[Referring expression pointing data]
######
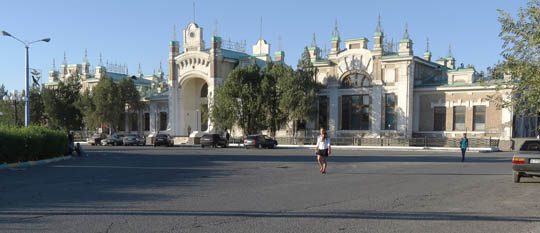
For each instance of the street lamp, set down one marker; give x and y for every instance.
(197, 118)
(27, 75)
(14, 98)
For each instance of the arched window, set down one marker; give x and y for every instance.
(355, 80)
(204, 91)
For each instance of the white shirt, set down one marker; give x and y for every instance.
(323, 145)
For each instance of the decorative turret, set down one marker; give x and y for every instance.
(451, 61)
(279, 55)
(427, 54)
(336, 40)
(405, 44)
(378, 38)
(314, 50)
(174, 51)
(53, 74)
(85, 66)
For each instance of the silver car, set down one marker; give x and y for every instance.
(526, 162)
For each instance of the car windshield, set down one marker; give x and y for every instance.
(530, 146)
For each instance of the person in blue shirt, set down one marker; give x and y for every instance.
(464, 145)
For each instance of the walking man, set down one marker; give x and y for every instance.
(464, 145)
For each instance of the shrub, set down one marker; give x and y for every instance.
(32, 143)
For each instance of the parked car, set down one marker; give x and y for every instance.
(115, 140)
(163, 140)
(259, 141)
(213, 140)
(133, 139)
(526, 162)
(95, 139)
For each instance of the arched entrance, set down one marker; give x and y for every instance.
(195, 104)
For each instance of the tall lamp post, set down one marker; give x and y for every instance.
(14, 98)
(27, 75)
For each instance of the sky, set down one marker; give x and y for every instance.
(138, 32)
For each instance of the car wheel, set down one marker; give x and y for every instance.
(516, 177)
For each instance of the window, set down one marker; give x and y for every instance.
(355, 112)
(146, 121)
(390, 112)
(479, 118)
(459, 118)
(323, 112)
(439, 119)
(162, 121)
(355, 80)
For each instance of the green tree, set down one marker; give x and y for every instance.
(108, 103)
(88, 109)
(299, 96)
(60, 105)
(275, 117)
(37, 107)
(521, 53)
(239, 101)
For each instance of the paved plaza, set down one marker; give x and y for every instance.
(144, 189)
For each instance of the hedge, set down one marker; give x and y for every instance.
(31, 144)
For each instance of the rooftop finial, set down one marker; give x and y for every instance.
(335, 33)
(216, 24)
(260, 30)
(406, 34)
(175, 38)
(85, 56)
(280, 43)
(193, 11)
(379, 25)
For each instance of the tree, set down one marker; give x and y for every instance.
(275, 117)
(88, 109)
(299, 96)
(60, 105)
(37, 107)
(108, 103)
(521, 53)
(239, 101)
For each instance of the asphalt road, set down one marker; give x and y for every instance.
(142, 189)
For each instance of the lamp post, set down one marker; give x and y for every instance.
(197, 118)
(27, 75)
(14, 98)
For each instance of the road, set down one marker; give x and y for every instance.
(143, 189)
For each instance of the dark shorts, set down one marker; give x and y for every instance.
(323, 153)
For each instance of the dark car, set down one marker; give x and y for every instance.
(526, 162)
(213, 140)
(163, 140)
(134, 139)
(95, 139)
(259, 141)
(115, 140)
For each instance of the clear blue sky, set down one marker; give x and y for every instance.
(138, 32)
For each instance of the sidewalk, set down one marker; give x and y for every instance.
(382, 148)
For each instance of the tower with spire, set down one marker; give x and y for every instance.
(405, 44)
(173, 52)
(378, 38)
(427, 54)
(336, 40)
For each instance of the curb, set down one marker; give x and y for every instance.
(388, 148)
(33, 163)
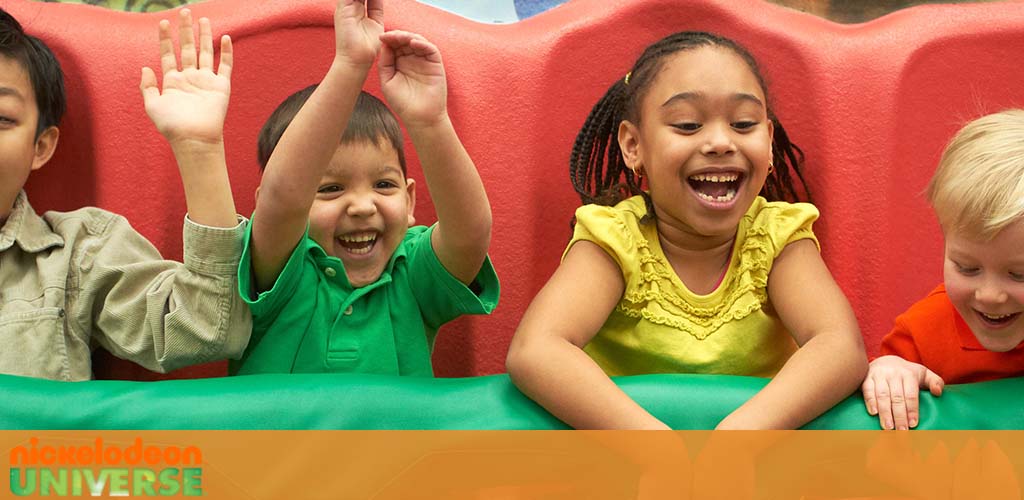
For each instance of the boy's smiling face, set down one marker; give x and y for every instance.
(363, 209)
(20, 152)
(985, 283)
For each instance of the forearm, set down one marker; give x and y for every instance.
(464, 218)
(204, 175)
(824, 371)
(565, 381)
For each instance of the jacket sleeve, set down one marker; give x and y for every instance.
(160, 314)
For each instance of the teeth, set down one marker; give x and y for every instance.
(725, 177)
(996, 318)
(729, 195)
(369, 237)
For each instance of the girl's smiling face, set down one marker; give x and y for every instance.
(704, 140)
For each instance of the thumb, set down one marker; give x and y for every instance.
(933, 381)
(148, 84)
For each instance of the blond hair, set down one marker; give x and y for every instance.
(978, 188)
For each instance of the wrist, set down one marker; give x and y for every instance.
(346, 66)
(428, 125)
(196, 146)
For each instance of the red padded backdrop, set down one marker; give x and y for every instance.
(871, 105)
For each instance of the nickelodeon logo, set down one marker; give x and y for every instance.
(99, 469)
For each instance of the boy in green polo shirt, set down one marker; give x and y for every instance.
(336, 278)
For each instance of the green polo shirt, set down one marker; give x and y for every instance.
(312, 321)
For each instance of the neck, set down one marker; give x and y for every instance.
(698, 260)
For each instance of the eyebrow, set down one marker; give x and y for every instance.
(10, 91)
(736, 97)
(388, 169)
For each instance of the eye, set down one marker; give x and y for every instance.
(688, 127)
(966, 271)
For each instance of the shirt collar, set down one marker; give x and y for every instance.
(27, 228)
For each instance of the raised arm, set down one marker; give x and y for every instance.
(546, 359)
(189, 113)
(301, 157)
(830, 362)
(414, 84)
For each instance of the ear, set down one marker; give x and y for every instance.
(411, 195)
(629, 142)
(45, 146)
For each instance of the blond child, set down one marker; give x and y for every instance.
(968, 329)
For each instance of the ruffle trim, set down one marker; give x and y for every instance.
(655, 298)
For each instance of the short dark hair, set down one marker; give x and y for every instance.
(371, 121)
(43, 68)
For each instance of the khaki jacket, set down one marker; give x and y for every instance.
(72, 281)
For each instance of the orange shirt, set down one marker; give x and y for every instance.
(934, 334)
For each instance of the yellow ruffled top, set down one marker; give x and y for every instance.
(659, 326)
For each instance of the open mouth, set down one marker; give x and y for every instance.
(716, 188)
(996, 321)
(357, 243)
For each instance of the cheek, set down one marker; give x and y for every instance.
(958, 287)
(322, 221)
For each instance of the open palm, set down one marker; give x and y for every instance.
(194, 101)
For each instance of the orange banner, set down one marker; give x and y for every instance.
(809, 465)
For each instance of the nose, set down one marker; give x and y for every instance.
(990, 292)
(360, 206)
(719, 139)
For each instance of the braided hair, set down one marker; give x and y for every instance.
(596, 167)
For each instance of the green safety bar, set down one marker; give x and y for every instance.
(373, 402)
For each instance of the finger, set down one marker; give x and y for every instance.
(910, 391)
(375, 10)
(147, 85)
(882, 392)
(385, 64)
(425, 49)
(168, 63)
(898, 398)
(226, 57)
(934, 382)
(186, 39)
(205, 44)
(867, 388)
(396, 38)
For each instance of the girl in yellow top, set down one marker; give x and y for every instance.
(697, 274)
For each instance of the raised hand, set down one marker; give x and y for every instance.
(194, 101)
(413, 78)
(357, 27)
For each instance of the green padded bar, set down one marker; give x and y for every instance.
(370, 402)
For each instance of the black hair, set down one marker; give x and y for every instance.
(42, 67)
(371, 121)
(596, 166)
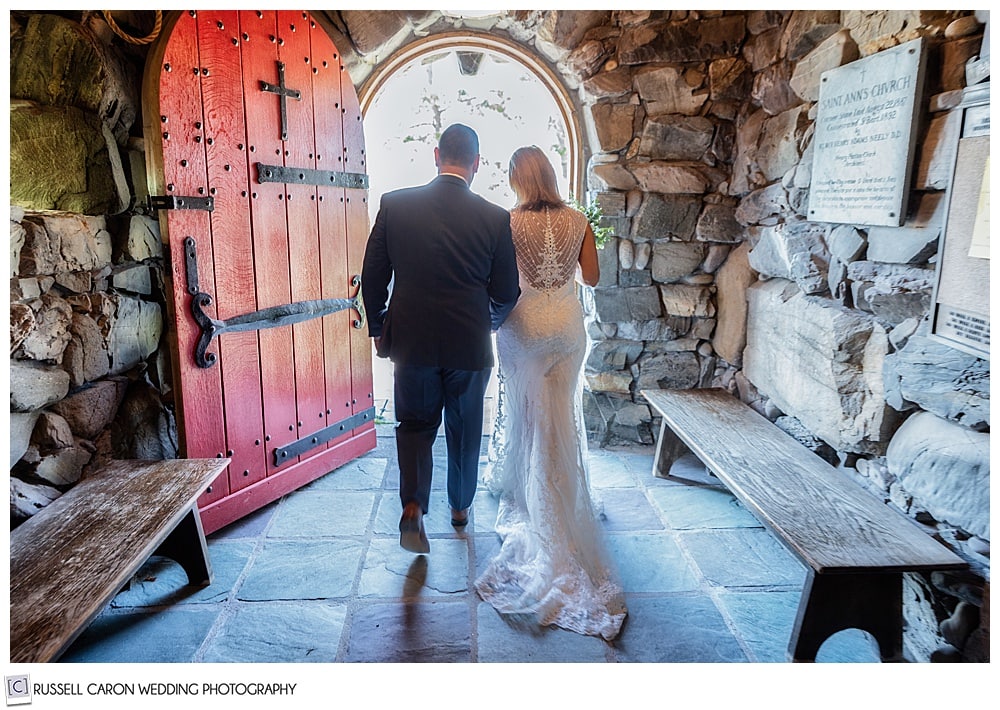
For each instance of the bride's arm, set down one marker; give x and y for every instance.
(590, 269)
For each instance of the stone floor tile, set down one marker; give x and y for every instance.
(483, 517)
(278, 632)
(764, 621)
(417, 632)
(361, 474)
(164, 636)
(248, 527)
(743, 557)
(161, 581)
(323, 513)
(628, 509)
(502, 640)
(302, 569)
(391, 571)
(698, 507)
(676, 629)
(651, 563)
(436, 522)
(608, 470)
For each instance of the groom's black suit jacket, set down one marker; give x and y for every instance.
(450, 257)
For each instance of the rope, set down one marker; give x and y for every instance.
(130, 39)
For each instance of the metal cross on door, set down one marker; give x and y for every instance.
(257, 165)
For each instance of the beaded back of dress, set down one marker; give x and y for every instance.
(548, 262)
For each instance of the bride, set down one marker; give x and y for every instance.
(552, 566)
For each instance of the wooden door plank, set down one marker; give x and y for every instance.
(829, 520)
(336, 282)
(185, 174)
(232, 242)
(362, 391)
(258, 33)
(303, 227)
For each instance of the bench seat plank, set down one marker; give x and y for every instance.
(70, 559)
(830, 521)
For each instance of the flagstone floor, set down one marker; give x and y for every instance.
(319, 577)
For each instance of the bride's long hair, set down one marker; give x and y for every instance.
(533, 179)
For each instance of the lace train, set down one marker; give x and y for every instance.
(553, 565)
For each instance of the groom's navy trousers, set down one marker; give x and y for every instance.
(421, 393)
(439, 274)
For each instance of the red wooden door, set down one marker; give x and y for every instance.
(257, 164)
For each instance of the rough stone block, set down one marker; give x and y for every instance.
(669, 178)
(613, 123)
(50, 331)
(731, 283)
(665, 91)
(778, 150)
(676, 137)
(687, 301)
(666, 217)
(940, 379)
(672, 261)
(835, 51)
(945, 467)
(59, 62)
(72, 173)
(795, 251)
(33, 385)
(820, 363)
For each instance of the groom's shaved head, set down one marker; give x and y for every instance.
(459, 145)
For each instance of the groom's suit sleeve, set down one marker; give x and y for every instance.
(376, 273)
(503, 288)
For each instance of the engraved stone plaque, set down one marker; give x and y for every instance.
(961, 315)
(865, 135)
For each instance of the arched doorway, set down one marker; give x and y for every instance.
(507, 95)
(256, 156)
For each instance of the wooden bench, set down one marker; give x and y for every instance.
(855, 547)
(70, 559)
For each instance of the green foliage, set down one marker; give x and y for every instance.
(594, 215)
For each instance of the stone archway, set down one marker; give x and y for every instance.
(470, 40)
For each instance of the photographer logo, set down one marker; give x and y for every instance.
(18, 690)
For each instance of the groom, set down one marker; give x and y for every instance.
(450, 258)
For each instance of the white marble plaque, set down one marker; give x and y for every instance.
(865, 134)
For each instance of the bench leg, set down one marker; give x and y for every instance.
(186, 545)
(669, 448)
(834, 602)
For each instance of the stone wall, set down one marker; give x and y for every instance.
(698, 129)
(88, 361)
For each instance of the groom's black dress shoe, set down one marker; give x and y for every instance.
(411, 530)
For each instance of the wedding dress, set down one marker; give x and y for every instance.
(553, 566)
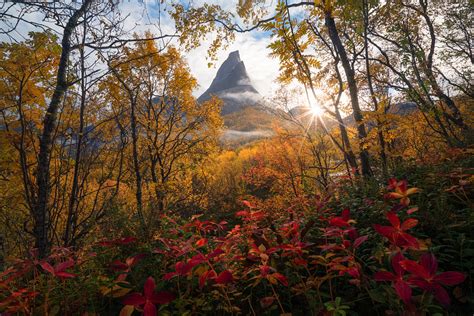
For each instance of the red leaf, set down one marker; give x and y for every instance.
(215, 253)
(409, 223)
(149, 287)
(403, 291)
(65, 275)
(393, 219)
(162, 297)
(64, 265)
(201, 242)
(247, 203)
(267, 301)
(135, 299)
(224, 277)
(205, 276)
(396, 263)
(429, 262)
(384, 276)
(385, 231)
(280, 278)
(415, 268)
(441, 295)
(450, 278)
(183, 268)
(47, 267)
(149, 309)
(168, 276)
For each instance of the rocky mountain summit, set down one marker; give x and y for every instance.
(233, 86)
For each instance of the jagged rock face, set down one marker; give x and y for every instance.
(232, 84)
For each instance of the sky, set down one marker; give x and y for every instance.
(145, 14)
(252, 46)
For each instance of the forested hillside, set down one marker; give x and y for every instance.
(348, 190)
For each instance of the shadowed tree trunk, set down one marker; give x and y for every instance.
(353, 91)
(41, 209)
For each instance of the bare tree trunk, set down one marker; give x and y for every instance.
(41, 210)
(381, 138)
(353, 91)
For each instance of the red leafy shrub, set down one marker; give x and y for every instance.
(298, 260)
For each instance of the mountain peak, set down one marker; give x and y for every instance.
(233, 85)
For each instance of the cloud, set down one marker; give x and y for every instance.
(261, 69)
(233, 135)
(242, 97)
(148, 15)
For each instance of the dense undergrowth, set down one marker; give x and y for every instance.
(406, 247)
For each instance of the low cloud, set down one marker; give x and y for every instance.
(242, 97)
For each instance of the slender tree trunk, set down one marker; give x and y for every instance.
(72, 216)
(353, 91)
(41, 210)
(383, 156)
(136, 163)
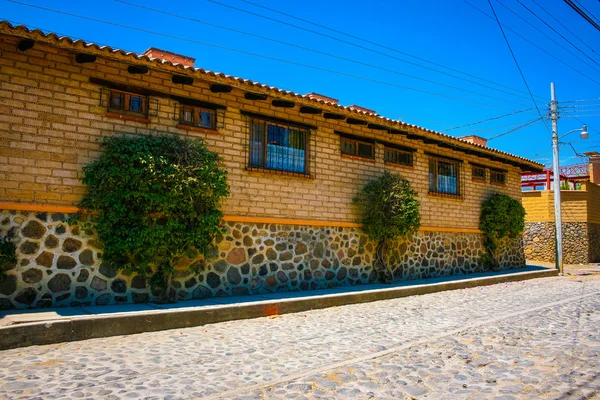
######
— YOUR GOAL —
Excluding all pictures, print exactly and only the lines from the line with "For each instance of the red leafy" through the end of the records above, both ends included.

— YOUR SOLUTION —
For each instance of the red leafy shrub, set down one marker; give x and y for every instance.
(298, 260)
For each instance of the mountain peak, set down one marker; give x and y for every instance.
(233, 85)
For each instance of the cloud, set down one marker; give x and y for every instance.
(261, 69)
(233, 135)
(242, 97)
(148, 15)
For each instance of the dense undergrowth, set down one marker; give x and y for every instance.
(406, 247)
For each instance of the low cloud, set down one marker; give x and y for every instance.
(242, 97)
For each instance of the slender tree trunk, set down one marker; give x and y for every instance.
(72, 216)
(353, 91)
(41, 210)
(383, 156)
(136, 163)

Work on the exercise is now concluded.